WHAT NEEDS TO BE DONE> Keeping every line intact, repeat the data word for word.

THE DATA>
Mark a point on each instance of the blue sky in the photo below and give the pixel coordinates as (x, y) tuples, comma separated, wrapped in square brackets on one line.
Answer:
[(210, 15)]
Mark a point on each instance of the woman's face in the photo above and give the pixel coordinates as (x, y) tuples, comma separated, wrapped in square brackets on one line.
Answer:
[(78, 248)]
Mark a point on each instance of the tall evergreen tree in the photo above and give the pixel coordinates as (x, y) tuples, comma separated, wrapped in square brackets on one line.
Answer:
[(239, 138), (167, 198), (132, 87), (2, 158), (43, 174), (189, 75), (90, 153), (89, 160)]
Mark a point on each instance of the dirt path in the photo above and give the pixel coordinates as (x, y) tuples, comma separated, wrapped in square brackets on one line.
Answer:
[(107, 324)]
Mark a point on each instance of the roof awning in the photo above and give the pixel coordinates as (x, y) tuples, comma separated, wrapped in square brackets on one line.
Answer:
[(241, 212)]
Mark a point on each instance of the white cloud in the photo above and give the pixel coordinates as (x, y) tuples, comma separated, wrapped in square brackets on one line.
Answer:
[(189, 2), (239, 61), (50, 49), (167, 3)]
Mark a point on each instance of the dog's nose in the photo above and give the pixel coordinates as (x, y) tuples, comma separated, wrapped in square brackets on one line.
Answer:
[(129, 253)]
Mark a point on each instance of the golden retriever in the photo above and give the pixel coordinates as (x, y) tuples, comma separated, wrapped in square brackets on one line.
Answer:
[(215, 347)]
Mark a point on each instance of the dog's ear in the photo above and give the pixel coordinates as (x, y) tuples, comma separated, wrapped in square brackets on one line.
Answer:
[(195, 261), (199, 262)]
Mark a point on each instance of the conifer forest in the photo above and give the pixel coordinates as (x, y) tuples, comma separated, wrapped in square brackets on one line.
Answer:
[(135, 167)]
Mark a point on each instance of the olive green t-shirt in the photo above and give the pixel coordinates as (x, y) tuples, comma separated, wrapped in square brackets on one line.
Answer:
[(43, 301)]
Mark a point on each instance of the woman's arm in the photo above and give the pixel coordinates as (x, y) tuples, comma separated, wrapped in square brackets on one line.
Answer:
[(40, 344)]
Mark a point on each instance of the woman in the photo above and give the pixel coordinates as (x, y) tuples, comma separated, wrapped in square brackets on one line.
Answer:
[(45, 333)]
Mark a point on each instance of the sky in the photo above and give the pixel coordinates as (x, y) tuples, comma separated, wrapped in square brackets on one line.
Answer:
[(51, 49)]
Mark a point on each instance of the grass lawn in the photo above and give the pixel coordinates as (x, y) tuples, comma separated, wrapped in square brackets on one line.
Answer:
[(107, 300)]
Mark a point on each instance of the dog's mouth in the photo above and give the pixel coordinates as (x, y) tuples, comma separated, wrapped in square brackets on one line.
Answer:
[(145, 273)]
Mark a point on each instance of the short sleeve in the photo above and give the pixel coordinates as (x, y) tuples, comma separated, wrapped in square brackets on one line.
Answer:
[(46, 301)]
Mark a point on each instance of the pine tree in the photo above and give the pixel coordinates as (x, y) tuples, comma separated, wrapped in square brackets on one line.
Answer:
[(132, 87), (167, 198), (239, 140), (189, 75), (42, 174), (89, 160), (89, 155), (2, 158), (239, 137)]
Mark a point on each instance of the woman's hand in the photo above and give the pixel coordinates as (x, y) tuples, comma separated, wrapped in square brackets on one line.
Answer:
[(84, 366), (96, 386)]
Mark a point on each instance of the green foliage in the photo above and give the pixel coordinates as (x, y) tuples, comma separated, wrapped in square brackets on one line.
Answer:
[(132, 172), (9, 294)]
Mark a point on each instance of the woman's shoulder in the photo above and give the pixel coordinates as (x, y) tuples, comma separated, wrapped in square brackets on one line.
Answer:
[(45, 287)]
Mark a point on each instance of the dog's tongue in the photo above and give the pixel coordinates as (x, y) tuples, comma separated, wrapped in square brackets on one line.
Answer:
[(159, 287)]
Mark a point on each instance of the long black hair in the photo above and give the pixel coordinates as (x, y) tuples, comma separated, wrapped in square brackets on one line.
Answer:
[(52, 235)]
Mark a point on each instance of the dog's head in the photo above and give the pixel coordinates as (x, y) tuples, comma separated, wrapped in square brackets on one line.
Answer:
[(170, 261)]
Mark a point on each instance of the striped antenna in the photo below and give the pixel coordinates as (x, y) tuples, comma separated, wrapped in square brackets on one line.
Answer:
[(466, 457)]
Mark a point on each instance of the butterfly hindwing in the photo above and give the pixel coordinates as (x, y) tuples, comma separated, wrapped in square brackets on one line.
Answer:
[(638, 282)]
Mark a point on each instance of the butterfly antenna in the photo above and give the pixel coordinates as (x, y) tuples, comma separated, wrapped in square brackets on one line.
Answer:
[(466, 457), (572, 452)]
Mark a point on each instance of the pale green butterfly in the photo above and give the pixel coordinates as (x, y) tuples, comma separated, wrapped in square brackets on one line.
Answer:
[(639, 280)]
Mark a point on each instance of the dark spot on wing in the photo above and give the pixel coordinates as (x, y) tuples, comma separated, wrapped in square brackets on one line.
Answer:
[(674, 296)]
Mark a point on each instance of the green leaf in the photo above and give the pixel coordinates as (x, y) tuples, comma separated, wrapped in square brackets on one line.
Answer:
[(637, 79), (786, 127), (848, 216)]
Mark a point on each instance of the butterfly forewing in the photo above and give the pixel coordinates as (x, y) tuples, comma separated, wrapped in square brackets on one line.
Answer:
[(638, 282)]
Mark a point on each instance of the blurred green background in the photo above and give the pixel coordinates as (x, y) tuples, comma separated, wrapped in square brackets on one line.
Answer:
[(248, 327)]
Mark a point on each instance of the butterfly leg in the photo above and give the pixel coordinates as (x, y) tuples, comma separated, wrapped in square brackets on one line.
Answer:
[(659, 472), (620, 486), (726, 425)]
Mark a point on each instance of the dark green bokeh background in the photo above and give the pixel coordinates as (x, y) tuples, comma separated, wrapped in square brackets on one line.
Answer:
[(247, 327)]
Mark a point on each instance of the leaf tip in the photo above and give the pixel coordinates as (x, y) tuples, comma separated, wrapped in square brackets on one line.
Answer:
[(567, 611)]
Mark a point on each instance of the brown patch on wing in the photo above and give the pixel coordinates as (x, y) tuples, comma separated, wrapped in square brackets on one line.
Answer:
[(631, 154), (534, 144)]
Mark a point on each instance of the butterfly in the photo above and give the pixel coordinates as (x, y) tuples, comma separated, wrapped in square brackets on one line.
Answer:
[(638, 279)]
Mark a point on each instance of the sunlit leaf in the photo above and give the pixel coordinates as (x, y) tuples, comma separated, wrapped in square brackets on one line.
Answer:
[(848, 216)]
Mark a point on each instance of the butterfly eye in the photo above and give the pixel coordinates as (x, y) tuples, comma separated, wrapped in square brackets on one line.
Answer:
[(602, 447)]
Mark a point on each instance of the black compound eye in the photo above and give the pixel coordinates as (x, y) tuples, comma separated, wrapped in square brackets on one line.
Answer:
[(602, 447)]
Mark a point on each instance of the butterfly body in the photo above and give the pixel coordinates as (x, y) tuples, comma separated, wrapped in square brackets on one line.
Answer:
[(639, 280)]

TASK ANSWER>
Mark a point on each instance of the blue sky in the photo below and give the pixel coordinates as (x, y) tuples, comma separated, wrapped in square brackets on one line.
Answer:
[(210, 15)]
Mark a point on each instance of the woman's face in the photo above and give the pixel coordinates as (x, y) tuples, comma separated, wrapped in square brackets on one line.
Answer:
[(78, 248)]
Mark a point on each instance of the tall evergreen tree in the photo above and give the pixel coordinates as (x, y) tuples, comma separated, wrapped in square brackets on one line.
Answer:
[(239, 138), (167, 198), (132, 87), (2, 158), (43, 174), (189, 75), (90, 153), (89, 160)]
Mark a point on each instance of the dirt path in the photo above and give the pixel coordinates as (x, y) tuples, comma separated, wrapped in square brackets on one line.
Answer:
[(107, 324)]
Mark a point on each instance of the roof awning in the photo above and give the pixel coordinates as (x, y) tuples, comma separated, wrapped in square brackets on one line.
Answer:
[(241, 212)]
Mark a point on each instance of the white cloud in the photo above and give the pixel coordinates as (x, y) tuples, comma separated, wrapped in square brackets on one line.
Answer:
[(189, 2), (239, 61), (50, 49), (167, 3)]
Mark a point on each instance of the dog's nose in the photo above and give the pixel coordinates as (x, y) tuples, comma separated, wrapped in square brackets on one line.
Answer:
[(129, 253)]
Mark a point on each instance of the golden retriever in the photo above and give the pixel coordinates as (x, y) tuples, comma separated, wrapped in square brackets on one line.
Answer:
[(215, 347)]
Mark a point on each instance of the dog's ear in the photo above and give the pixel coordinates as (x, y) tuples, comma separated, wrapped in square brackets on one line.
Answer:
[(195, 261), (199, 262)]
Mark a point on each instance of the conifer forest in the photo above and give the pixel coordinates as (x, y) tuples, comma separated, wrapped in square brackets on one line.
Answer:
[(135, 167)]
Mark a point on each instance of the olive green t-shirt in the photo above and give the pixel coordinates as (x, y) tuples, comma separated, wrapped in square brackets on one line.
Answer:
[(43, 301)]
Mark a point on each instance of the woman's arm in the photo above and give the pixel coordinates as (x, y) tuples, comma separated, wrapped in square brackets on one line.
Answer:
[(40, 344)]
Mark a point on each instance of the woman in the photo above and give the pixel coordinates as (x, y) tuples, comma separated, wrapped in square brackets on one line.
Answer:
[(45, 333)]
Mark a point on each instance of the sky in the photo above and give the pixel coordinates as (x, y) tuples, comma separated, wrapped in square brackets on one line.
Answer:
[(51, 49)]
Mark a point on each instance of the grass lawn in the photo above and give the pixel coordinates as (x, y) tuples, comma separated, wrapped in square brackets on one line.
Answer:
[(107, 300)]
Mark a point on each instance of the dog's mouth in the photo above and give the pixel coordinates as (x, y) tuples, comma separated, wrapped in square brackets on one line.
Answer:
[(145, 273)]
Mark a point on each instance of the short sleeve in the photo above and give the pixel coordinates as (x, y) tuples, comma separated, wrapped in square brackets on one line.
Answer:
[(46, 301)]
Mark a point on each instance of the pine tree in the photo above and give the pixel coordinates as (x, y) tuples, comma separated, wrapped in square brackets on one line.
Answer:
[(132, 87), (167, 198), (239, 140), (189, 75), (42, 174), (89, 160), (89, 155), (2, 158), (239, 137)]
Mark a point on each instance of the woman's hand in the photo above and give the pixel coordinates as (x, y) tuples, comma separated, wrapped in square brackets on one line.
Answer:
[(84, 366), (96, 386)]
Mark a point on each instance of the green foliage in the photo above and give the pixel coordinates as (x, y) tuples, comma separated, wrapped in square brackets on one line.
Answer:
[(132, 172), (9, 294)]
Mark a point on each instance of the woman's shoulder in the photo above and give the pixel coordinates as (x, y) tuples, comma separated, wrapped in square brackets on one line.
Answer:
[(45, 287)]
Mark a point on each instance of the dog's tongue in the photo above and give the pixel coordinates as (x, y) tuples, comma separated, wrapped in square brackets on one line.
Answer:
[(159, 287)]
Mark a point on each instance of the long black hair in the photo above and give the pixel coordinates as (x, y) tuples, comma separated, wrapped in square brackets on one line.
Answer:
[(52, 235)]
Mark a point on each instance of the dog's head in the photo above and give the pixel coordinates as (x, y) tuples, comma separated, wrapped in square brackets on one line.
Answer:
[(170, 261)]
Mark a point on each instance of the striped antenna in the photo below and give the pixel coordinates as (x, y) tuples, comma separated, wrapped in square brackets on one line.
Answer:
[(466, 457)]
Mark a point on each instance of the butterfly hindwing in the photo above and give the pixel coordinates as (x, y) tuples, comma separated, wrapped in square brackets on one line.
Answer:
[(638, 282)]
Mark a point on each instance of the butterfly antenna in the photo above and give the pixel coordinates as (x, y) tuples, comma separated, wrapped in square brackets on one line.
Answer:
[(466, 457), (572, 452)]
Mark a point on each instance of the pale green butterfly in the photo above and give the pixel coordinates as (x, y) tuples, comma separated, wrapped in square brackets on one line.
Answer:
[(639, 280)]
Mark a point on each instance of the dark spot on wing in the photo above and give the pixel coordinates as (x, y) tuples, comma separated, wrapped in square brackets on one line.
Answer:
[(674, 296)]
Mark a point on each instance of the green leaf in the photo above and give the pixel coordinates as (x, y) tuples, comma separated, wrapped in square brackets on one line.
Answer:
[(637, 79), (786, 127), (848, 216)]
Mark a point on each instance of the butterfly forewing in the photo above and give the pixel coordinates as (x, y) tuples, comma separated, wrapped in square brackets on one line.
Answer:
[(638, 282)]
Mark a point on each instance of the blurred green background in the photo above and give the pixel coordinates as (x, y) tuples, comma separated, wrapped in square brackets on one line.
Answer:
[(248, 327)]
Mark a point on each instance of the butterfly leg in the photo above and give the pixel coordinates as (x, y) tuples, comma separated, wrapped in square brackets on one line.
Answer:
[(659, 472), (620, 486), (726, 425)]
Mark a point on each instance of the dark green bokeh background in the photo above and give the pixel coordinates as (x, y) tuples, comma separated, wrapped in square brackets on one line.
Answer:
[(247, 327)]
Mark a point on each instance of the leaf tip in the photo above and give the pixel coordinates as (x, y) tuples, comma separated, wrapped in square brackets on one line.
Answer:
[(567, 611)]
Mark a point on each instance of the brown patch on wing in the photo above and give the pixel coordinates as (x, y) tuples, comma separated, wrapped in square brackets on one line.
Answer:
[(631, 154), (534, 144)]
Mark a point on each instance of the butterfly in the photo above and give the pixel coordinates as (x, y) tuples, comma separated, wrapped in square brackets on one line.
Answer:
[(638, 279)]
Mark a point on each instance of the sunlit leaf in the photo above and give the pixel coordinates as (x, y) tuples, comma separated, wrapped in square brackets on one line.
Answer:
[(848, 216)]
Mark a point on each instance of the butterfly eye in the photo above and give the pixel coordinates as (x, y) tuples, comma separated, wrapped in square brackets on one line.
Answer:
[(602, 447)]
Mark a point on each instance of the black compound eye in the photo above and give the pixel coordinates as (x, y) tuples, comma separated, wrapped in square brackets on one line.
Answer:
[(602, 447)]
Mark a point on each instance of the butterfly body in the photo above and give the pixel coordinates as (x, y) tuples, comma separated, wrapped in square brackets on one line.
Answer:
[(639, 280)]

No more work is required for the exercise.